WHAT YOU SHOULD DO » Reproduce the entries word for word, and omit any picture you find in them.

DATASET RECORDS »
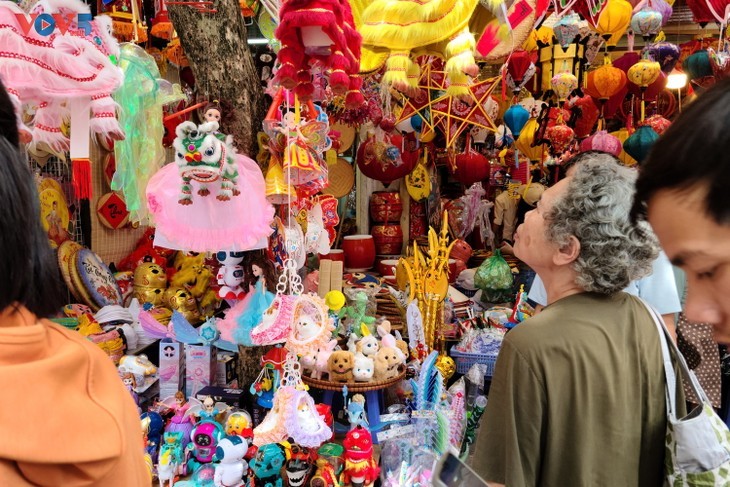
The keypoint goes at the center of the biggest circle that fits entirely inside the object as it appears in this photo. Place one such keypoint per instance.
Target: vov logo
(45, 24)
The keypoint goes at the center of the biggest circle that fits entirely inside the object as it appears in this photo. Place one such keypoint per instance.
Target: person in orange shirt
(65, 417)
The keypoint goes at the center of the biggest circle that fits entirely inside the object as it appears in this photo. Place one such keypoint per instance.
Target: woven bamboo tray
(326, 385)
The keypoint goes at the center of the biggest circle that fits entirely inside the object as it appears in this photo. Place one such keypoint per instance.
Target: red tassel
(81, 178)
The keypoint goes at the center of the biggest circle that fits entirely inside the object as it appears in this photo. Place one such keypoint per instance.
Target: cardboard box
(232, 397)
(172, 367)
(199, 368)
(226, 369)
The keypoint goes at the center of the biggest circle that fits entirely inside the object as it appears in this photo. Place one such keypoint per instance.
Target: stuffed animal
(364, 368)
(387, 361)
(340, 364)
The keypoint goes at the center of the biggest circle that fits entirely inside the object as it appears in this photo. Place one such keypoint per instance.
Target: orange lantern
(614, 21)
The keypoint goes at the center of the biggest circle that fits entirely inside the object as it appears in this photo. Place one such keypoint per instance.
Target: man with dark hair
(683, 190)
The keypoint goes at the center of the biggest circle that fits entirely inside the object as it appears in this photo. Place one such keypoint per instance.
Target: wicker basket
(464, 361)
(326, 385)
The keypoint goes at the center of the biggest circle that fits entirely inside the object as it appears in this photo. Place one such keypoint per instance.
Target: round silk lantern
(526, 140)
(604, 82)
(640, 142)
(614, 21)
(658, 123)
(647, 22)
(602, 141)
(566, 30)
(644, 72)
(697, 65)
(665, 53)
(515, 118)
(560, 136)
(563, 85)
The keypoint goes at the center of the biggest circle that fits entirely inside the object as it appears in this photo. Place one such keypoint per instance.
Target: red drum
(388, 239)
(359, 252)
(385, 207)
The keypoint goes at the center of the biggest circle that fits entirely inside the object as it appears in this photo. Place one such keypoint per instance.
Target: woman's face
(699, 245)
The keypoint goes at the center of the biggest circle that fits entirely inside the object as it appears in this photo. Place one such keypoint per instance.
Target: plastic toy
(232, 467)
(266, 467)
(360, 467)
(205, 438)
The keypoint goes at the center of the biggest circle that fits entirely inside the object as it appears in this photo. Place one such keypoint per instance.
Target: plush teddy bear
(387, 361)
(341, 363)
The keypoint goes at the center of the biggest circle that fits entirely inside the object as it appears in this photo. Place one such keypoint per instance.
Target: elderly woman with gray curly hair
(577, 396)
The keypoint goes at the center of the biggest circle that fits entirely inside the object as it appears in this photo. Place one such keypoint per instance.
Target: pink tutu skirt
(208, 224)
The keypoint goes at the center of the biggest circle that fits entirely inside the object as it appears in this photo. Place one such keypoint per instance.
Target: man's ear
(568, 253)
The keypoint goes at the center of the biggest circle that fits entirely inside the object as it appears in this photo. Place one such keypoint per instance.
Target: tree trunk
(215, 45)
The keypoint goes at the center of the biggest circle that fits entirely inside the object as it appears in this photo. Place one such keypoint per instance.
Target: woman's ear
(568, 253)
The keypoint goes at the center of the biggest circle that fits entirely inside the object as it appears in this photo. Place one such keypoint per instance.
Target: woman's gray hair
(595, 209)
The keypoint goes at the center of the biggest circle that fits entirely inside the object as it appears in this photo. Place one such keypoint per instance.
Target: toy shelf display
(307, 308)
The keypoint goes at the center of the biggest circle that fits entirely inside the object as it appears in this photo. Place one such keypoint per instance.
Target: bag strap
(668, 344)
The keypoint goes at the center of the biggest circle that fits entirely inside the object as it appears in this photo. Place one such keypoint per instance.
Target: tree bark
(215, 45)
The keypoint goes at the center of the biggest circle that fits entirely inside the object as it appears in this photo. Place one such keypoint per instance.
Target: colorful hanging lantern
(604, 82)
(566, 30)
(640, 142)
(602, 141)
(644, 73)
(560, 136)
(698, 65)
(515, 118)
(614, 21)
(563, 85)
(520, 68)
(658, 123)
(526, 141)
(647, 22)
(665, 53)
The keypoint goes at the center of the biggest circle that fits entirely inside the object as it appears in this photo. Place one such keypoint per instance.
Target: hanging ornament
(515, 118)
(520, 69)
(566, 30)
(614, 21)
(665, 53)
(525, 143)
(564, 84)
(647, 22)
(640, 142)
(602, 141)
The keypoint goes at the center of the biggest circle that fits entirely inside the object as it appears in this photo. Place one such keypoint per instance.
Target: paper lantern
(526, 140)
(698, 65)
(626, 159)
(644, 73)
(566, 30)
(515, 118)
(647, 22)
(640, 142)
(602, 141)
(560, 136)
(614, 21)
(604, 82)
(563, 85)
(665, 53)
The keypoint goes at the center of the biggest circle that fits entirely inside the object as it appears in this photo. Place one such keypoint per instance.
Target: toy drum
(388, 239)
(385, 207)
(359, 252)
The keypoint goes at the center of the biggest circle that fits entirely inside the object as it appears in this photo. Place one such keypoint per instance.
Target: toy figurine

FINAL ANSWER »
The keypoint goes at the center of the biggest circle that fits entirely inside the object as it appears in this photo. Place one such keypoint per instance.
Target: vov logo
(45, 24)
The keypoint goes at the center of the biggest circle that fits entirely inside the object as it appears in this photo. Place one such keypoint per instance.
Target: person in orange shirt
(65, 417)
The keypoint goes at the center of the biggest circle that fits entirely inside the object as it appears in this photo. Place one such keypoint per instance.
Target: woven bamboo tray
(326, 385)
The keypoint goes at the center of the biggest circle that fits entirely inside the object as it appears in this photo. Place one such keypoint per instance.
Target: red tassel
(81, 178)
The keypoint goes at the center of the biggest circle that fits entirely inside the object as it appears in this photo. Place one such keypoint per instance.
Target: cardboard box
(232, 397)
(172, 367)
(199, 368)
(226, 369)
The keypoint goes at the center of the biggest circle that fits entirely inside the object as it appears in this photo. Place one such keypoint per instance.
Target: stuffed animal
(364, 368)
(387, 361)
(340, 364)
The keypoint goes at the center of the biggest circle that fits entirely inside the object as it appears in this photo. Place one such keypoint per instance.
Target: orange lantern
(614, 21)
The keypoint goes at the center of the biggest circle that fits entirely inside the object as it appears in this photo. Place one such keypoint per instance.
Target: man with dark hair
(683, 190)
The keypoint goes at the center of the biggest circle that fits entirely inside the object as it appears in this photo. Place one such keypoint per instance.
Target: wicker basket
(464, 361)
(326, 385)
The keypoint goes at the center of the biggest circle that fits entirely inside the object as it appears in this photo. Place one such keypoint per instance.
Target: round silk lantern
(526, 140)
(604, 82)
(640, 142)
(614, 21)
(658, 123)
(647, 22)
(602, 141)
(566, 30)
(644, 72)
(697, 65)
(665, 53)
(515, 118)
(560, 136)
(563, 85)
The keypoint goes at the center of the biggest circle that fits entirely inside the object as it appears in this photo. Place one such keypoint per instance.
Target: red drum
(388, 239)
(359, 252)
(385, 207)
The keypoint goes at the center of the biggest circle that fits entirely inside the object as it appears in this photo. Place one such keypoint per instance.
Target: woman's face
(699, 245)
The keypoint goes at the center of the biggest circle that fits entirely inside the object as it appears in this photo. Place one such keypoint per instance.
Target: plastic toy
(232, 467)
(266, 467)
(360, 467)
(205, 438)
The keypoint goes at the center of the biggest circle that fits entirely inside the object as it appears in this photo. Place one such keypoint per instance.
Target: plush teddy bear
(387, 361)
(341, 363)
The keypoint goes at the center of the biggest circle that fits entirely inside the object as it appears in this photo. Place one such keypoint per instance.
Target: elderly woman with gray curly hair
(577, 396)
The keypoint goes at the center of the biggest circle that fits entirely inside the object as it appears in this photo. Place one such keypoint per instance.
Target: pink tutu skirt
(208, 224)
The keypoint goes at the center of the biggest circle that fits entirely inside the object as it appears in this photo. Place one such keypoint per instance.
Target: man's ear
(568, 253)
The keypoint goes at the center of the biggest circle that fits entirely inside the object as it appears in this photo. Place one such keypoint per instance.
Target: tree trunk
(215, 45)
The keypoint goes at the center of the biggest circle that fits entirely inside the object as it appears in this photo. Place one such keypoint per instance.
Target: woman's ear
(568, 253)
The keypoint goes at the center of the biggest circle that fits entirely inside the object as it appears in this photo. Place one such keypoint per instance.
Target: woman's gray hair
(595, 209)
The keypoint goes at the center of the biggest circle that fits entirely inside the object as it appears in this photo. Place one such keypoint per instance.
Target: toy shelf display
(307, 308)
The keypoint goes at the center of the biggest circle that fits entirely inside the object as it appears in this photo. Place one such keypoint per instance.
Target: bag strap
(668, 344)
The keypoint goes at the center of the biggest circle that fits entirely inside the object as it appears in this photo. Place one such keypoint per instance.
Target: tree bark
(215, 45)
The keypoint goes at the center of the biggest circle that fits entirely inside the object as it appears in this photo. Place one such keypoint per instance.
Target: colorful hanging lantern
(604, 82)
(566, 30)
(640, 142)
(602, 141)
(644, 73)
(560, 136)
(698, 65)
(515, 118)
(614, 21)
(563, 85)
(520, 68)
(658, 123)
(526, 141)
(647, 22)
(665, 53)
The keypoint goes at the center of the biggest circle that fits entirely inside the object as it appears in this photo. Place one such keypoint per instance.
Target: hanging ornament
(515, 118)
(520, 69)
(566, 30)
(614, 21)
(665, 53)
(525, 143)
(564, 84)
(647, 22)
(640, 142)
(602, 141)
The keypoint goes at the center of the biggest circle that fits entirely inside the object as it appears in this photo. Place one such keypoint per instance.
Target: paper lantern
(526, 140)
(698, 65)
(626, 159)
(644, 73)
(566, 30)
(515, 118)
(647, 22)
(640, 142)
(602, 141)
(560, 136)
(614, 21)
(604, 82)
(563, 85)
(665, 53)
The keypoint goes at the center of the biggest circle that fits entirely inside the object as it appears in this photo. Place one such keypoint per instance.
Target: toy drum
(388, 239)
(385, 207)
(359, 252)
The keypoint goes at the center of the biggest circle that fits entirely inside the object as it appears in this photo. Place one such keypoint per instance.
Target: toy figurine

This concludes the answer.